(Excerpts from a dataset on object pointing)
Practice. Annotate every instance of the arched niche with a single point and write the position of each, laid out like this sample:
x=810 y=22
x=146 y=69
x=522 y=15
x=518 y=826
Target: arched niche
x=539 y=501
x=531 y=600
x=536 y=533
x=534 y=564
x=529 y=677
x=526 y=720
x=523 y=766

> **GIVEN EXERCISE**
Please rewrite every line of the rows above, requests included, and scale each x and y coordinate in the answers by 0.95, rounding to whole numbers with halves rounded up. Keep the numbers in the requests and their format samples as they are.

> **EXERCISE OUTPUT**
Practice. Annotate every instance of the arched niche with a single point and write the position of each, laid out like this sample:
x=810 y=22
x=146 y=69
x=522 y=15
x=518 y=826
Target: arched niche
x=512 y=476
x=504 y=570
x=509 y=506
x=507 y=536
x=503 y=643
x=500 y=684
x=497 y=728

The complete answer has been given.